### Document segment

= = = = = = =

Canadian World War I soldier and recipient of the Victoria Cross

Herman James Good (29 November 1887 – 18 April 1969) was a soldier in the Canadian Expeditionary Force during the First World War and a recipient of the Victoria Cross, the highest award for gallantry "in the face of the enemy" that can be awarded to British and Commonwealth forces. Good received the award for his actions during the Battle of Amiens in August 1918, while fighting around Hangard Wood. Good survived the war and returned to Canada. After his discharge from the military in 1919, Good worked in the lumber industry and then later as a fish and game warden. He died of a stroke in 1969, at the age of 81.

==Early life==
Good was born on 29 November 1887 in South Bathurst, New Brunswick, Canada. He was one of fourteen children of Walter and Rebecca Good. He was educated at the local public school and involved in lumber operations in the area.

==First World War==
On 29 June 1915, Good enlisted in the Canadian Expeditionary Force (CEF) on 29 June 1915 in Sussex, New Brunswick. He embarked for England in late October 1915. Arriving there the following month, he was posted to the 2nd Pioneer Battalion serving on the Western Front.

In April 1916, he transferred to the 13th (Royal Highlanders of Canada) Battalion, 3rd Brigade, 1st Canadian Division. Two months later, he received gunshot wounds to his buttocks which required six weeks of treatment before he could return to his unit. He experienced a bout of shell shock in early October and was in and out of care for the next several weeks. He was back with the 13th Battalion by early 1917. He became an acting lance corporal in mid-1917, following a further period in hospital with the mumps, and his rank was made substantive by the end of the year. In May 1918, he was promoted again, to corporal.

On 8 August 1918, the opening day of the Battle of Amiens, and the beginning of the Hundred Days Offensive, the 3rd Brigade, accompanied by a battalion of tanks, was at the forefront of the 1st Division's advance. The 13th Battalion had secured Aubercourt village but became held up by machine gun posts in the vicinity of Hangard Wood. At the head of his company, Good attacked the machine guns and put them out of action. Later in the day he located a battery of field guns and led a group of men in the capture of them. Good's battalion was able to push on to its objective and consolidate its positions. He was recognised for his deeds of 8 August 1918 by being awarded the Victoria Cross (VC). The VC, instituted in 1856, was the highest award for valour that could be bestowed on a soldier of the British Empire. The citation for Good's VC read:

For most conspicuous bravery and leading when in attack his company was held up by heavy fire from three enemy machine-guns, which were seriously delaying the advance. Realising the gravity of the situation, this N.C.O. dashed forward alone, killing several of the garrison, and capturing the remainder. Later on, Corporal Good, while alone, encountered a battery of 5-inch guns, which were in action at the time. Collecting three men of his section, he charged the battery under point-blank fire and captured the entire crews of three guns.

= = = = = = =

[Point-per-instance localization data]
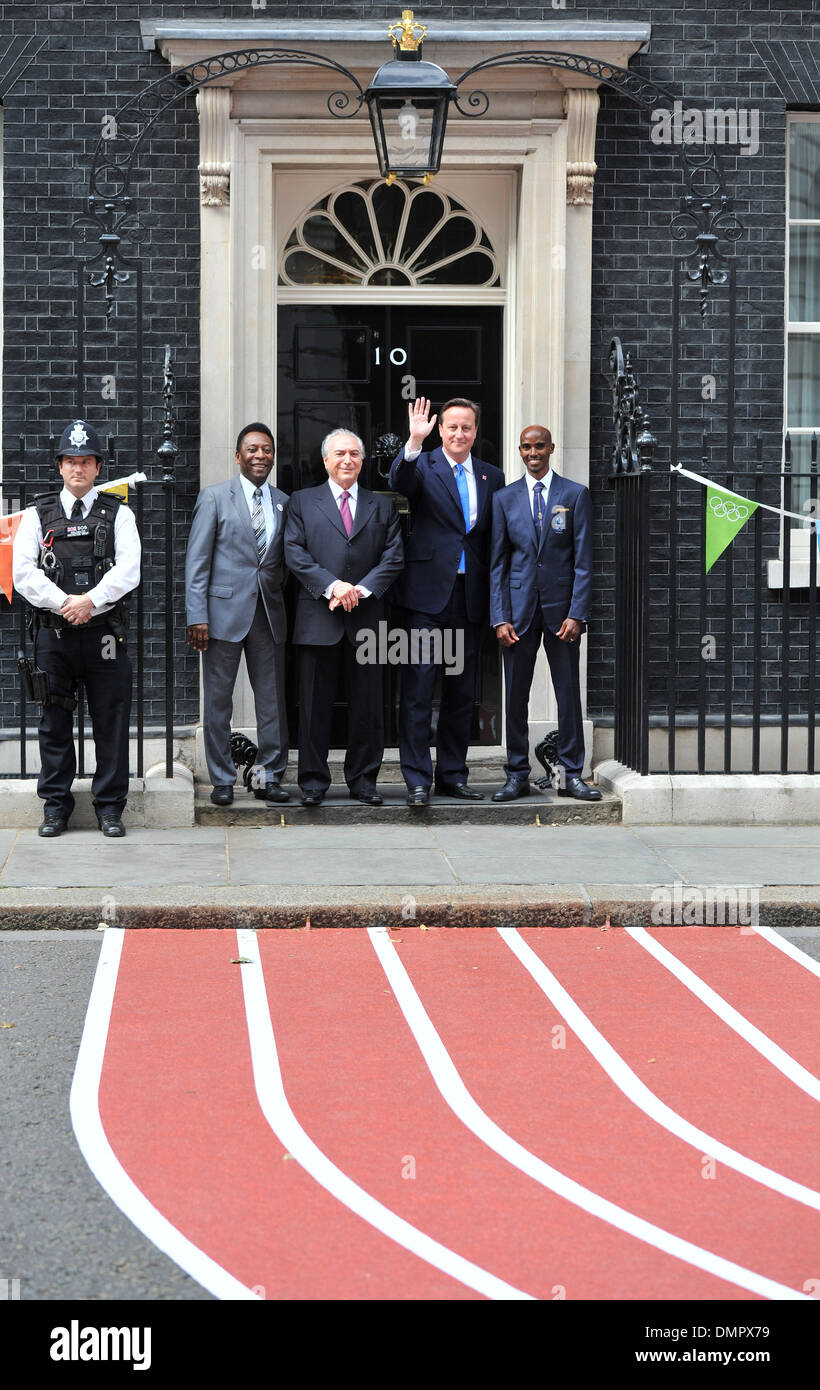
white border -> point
(287, 1127)
(457, 1097)
(97, 1153)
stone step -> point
(341, 809)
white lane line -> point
(762, 1044)
(298, 1143)
(457, 1097)
(97, 1153)
(788, 948)
(634, 1089)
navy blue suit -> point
(535, 587)
(434, 598)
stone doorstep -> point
(339, 808)
(153, 801)
(596, 906)
(712, 798)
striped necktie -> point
(259, 523)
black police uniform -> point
(77, 551)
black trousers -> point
(318, 674)
(564, 669)
(455, 719)
(95, 656)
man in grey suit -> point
(234, 577)
(343, 544)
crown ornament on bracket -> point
(406, 43)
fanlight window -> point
(373, 234)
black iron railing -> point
(720, 658)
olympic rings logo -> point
(727, 509)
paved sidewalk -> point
(434, 875)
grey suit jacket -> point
(223, 571)
(318, 552)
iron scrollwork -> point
(705, 211)
(638, 89)
(109, 206)
(634, 442)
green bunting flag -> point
(726, 514)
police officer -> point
(77, 555)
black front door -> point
(357, 369)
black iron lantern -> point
(407, 102)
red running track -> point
(179, 1108)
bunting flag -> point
(10, 523)
(726, 514)
(9, 526)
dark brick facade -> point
(730, 54)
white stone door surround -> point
(527, 167)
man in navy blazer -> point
(445, 585)
(541, 581)
(343, 544)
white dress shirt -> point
(267, 506)
(545, 483)
(352, 499)
(41, 591)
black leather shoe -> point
(513, 788)
(53, 824)
(459, 790)
(271, 791)
(111, 826)
(577, 787)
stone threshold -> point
(601, 906)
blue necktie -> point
(464, 495)
(538, 509)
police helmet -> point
(77, 439)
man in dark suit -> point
(445, 585)
(541, 580)
(343, 544)
(234, 578)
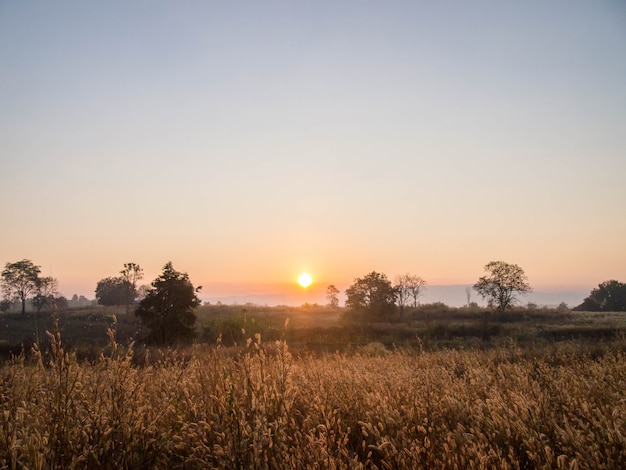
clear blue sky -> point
(250, 141)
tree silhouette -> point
(372, 295)
(331, 295)
(502, 283)
(131, 274)
(19, 280)
(113, 291)
(167, 308)
(609, 296)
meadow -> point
(446, 399)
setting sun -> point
(305, 280)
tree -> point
(47, 288)
(167, 308)
(331, 295)
(609, 296)
(131, 274)
(372, 295)
(502, 283)
(409, 286)
(19, 280)
(113, 291)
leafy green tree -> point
(609, 296)
(372, 295)
(167, 308)
(112, 291)
(502, 284)
(19, 280)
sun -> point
(305, 280)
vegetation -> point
(408, 288)
(435, 387)
(131, 273)
(258, 406)
(372, 296)
(167, 308)
(18, 281)
(113, 291)
(331, 295)
(501, 284)
(609, 296)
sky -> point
(248, 142)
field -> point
(538, 389)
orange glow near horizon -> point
(305, 280)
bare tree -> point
(131, 274)
(19, 280)
(331, 295)
(47, 288)
(409, 287)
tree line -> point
(167, 306)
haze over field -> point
(248, 142)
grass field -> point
(448, 397)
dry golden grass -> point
(261, 408)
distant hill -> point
(454, 296)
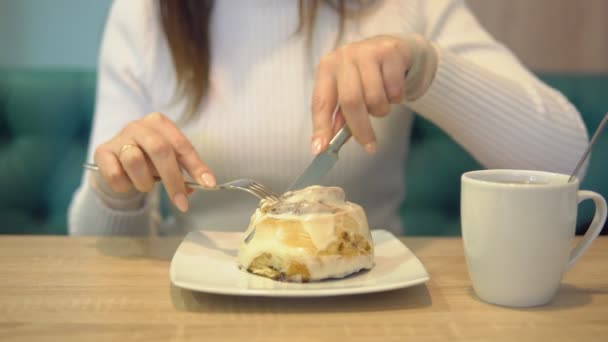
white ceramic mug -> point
(517, 229)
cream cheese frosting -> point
(302, 225)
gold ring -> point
(124, 148)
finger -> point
(186, 154)
(352, 105)
(324, 101)
(136, 166)
(394, 66)
(163, 157)
(111, 170)
(373, 85)
(339, 122)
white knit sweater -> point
(256, 120)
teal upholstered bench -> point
(45, 119)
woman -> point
(235, 81)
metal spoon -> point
(598, 130)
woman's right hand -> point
(149, 147)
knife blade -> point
(323, 162)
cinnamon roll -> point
(308, 235)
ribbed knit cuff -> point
(91, 216)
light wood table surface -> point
(118, 289)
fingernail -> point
(371, 147)
(208, 179)
(316, 146)
(181, 202)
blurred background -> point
(48, 53)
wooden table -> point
(118, 289)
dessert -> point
(308, 235)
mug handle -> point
(594, 228)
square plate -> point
(206, 261)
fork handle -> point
(94, 167)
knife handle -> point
(339, 139)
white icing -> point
(316, 210)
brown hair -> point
(186, 26)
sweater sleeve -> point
(121, 98)
(490, 104)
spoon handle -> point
(598, 130)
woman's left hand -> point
(365, 77)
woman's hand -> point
(146, 148)
(365, 78)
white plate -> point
(206, 261)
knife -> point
(323, 162)
(319, 167)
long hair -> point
(186, 26)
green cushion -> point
(45, 119)
(436, 162)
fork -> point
(252, 187)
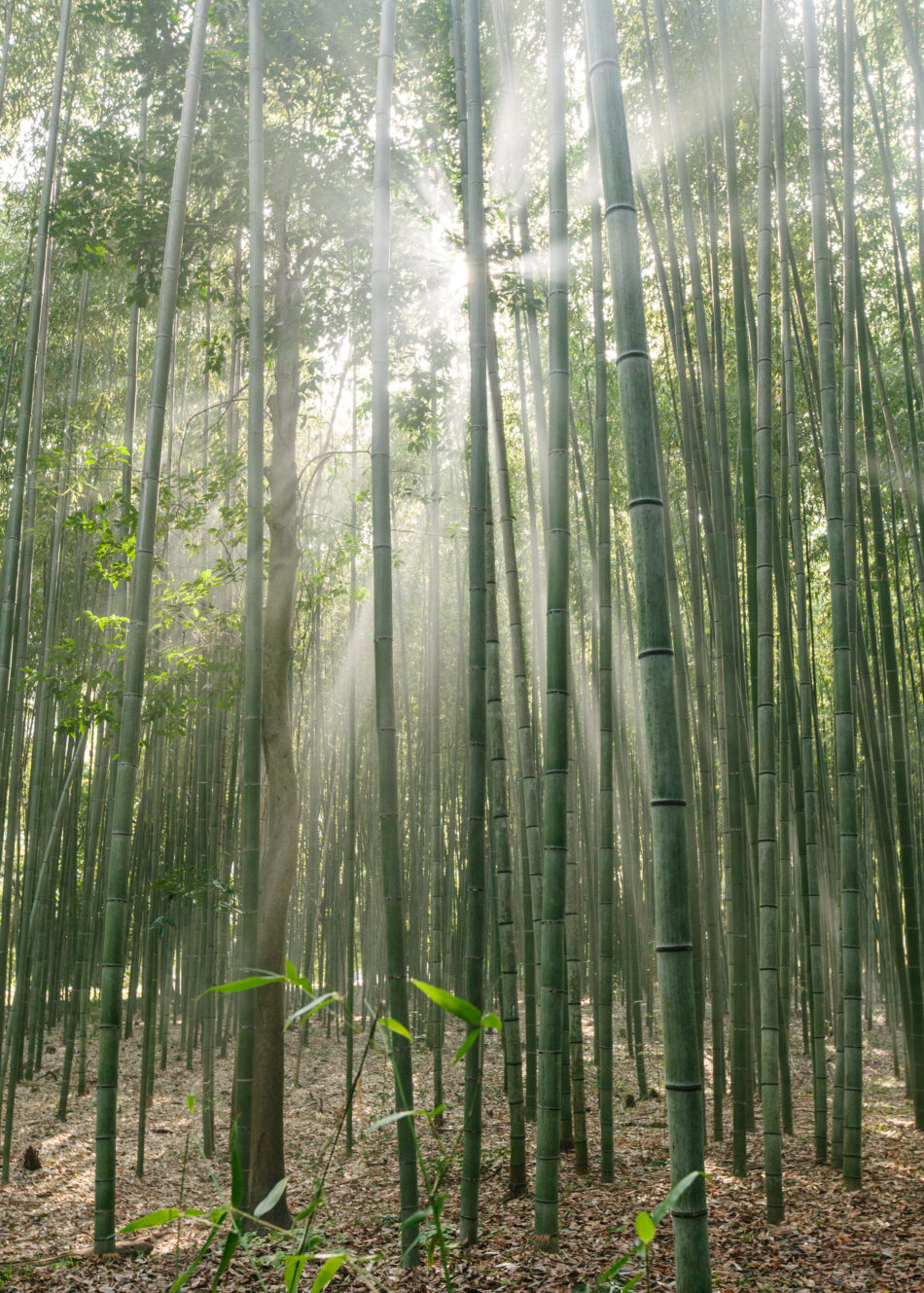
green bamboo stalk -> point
(129, 738)
(661, 738)
(384, 643)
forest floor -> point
(871, 1240)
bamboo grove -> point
(518, 586)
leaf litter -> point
(870, 1240)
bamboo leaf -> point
(447, 1001)
(467, 1045)
(394, 1117)
(255, 981)
(671, 1199)
(231, 1241)
(645, 1227)
(271, 1198)
(397, 1028)
(327, 1272)
(157, 1218)
(295, 1265)
(318, 1003)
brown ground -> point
(871, 1240)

= = = = = = =

### What needs to be done
Answer these questions from the text on Herman James Good:
(a) Where was Good born?
(b) To which battalion did he transfer in April 1916?
(c) According to the citation, what size were the guns in the battery Good encountered while alone?

### Result of this task
(a) South Bathurst, New Brunswick, Canada
(b) The 13th (Royal Highlanders of Canada) Battalion, 3rd Brigade, 1st Canadian Division
(c) 5-inch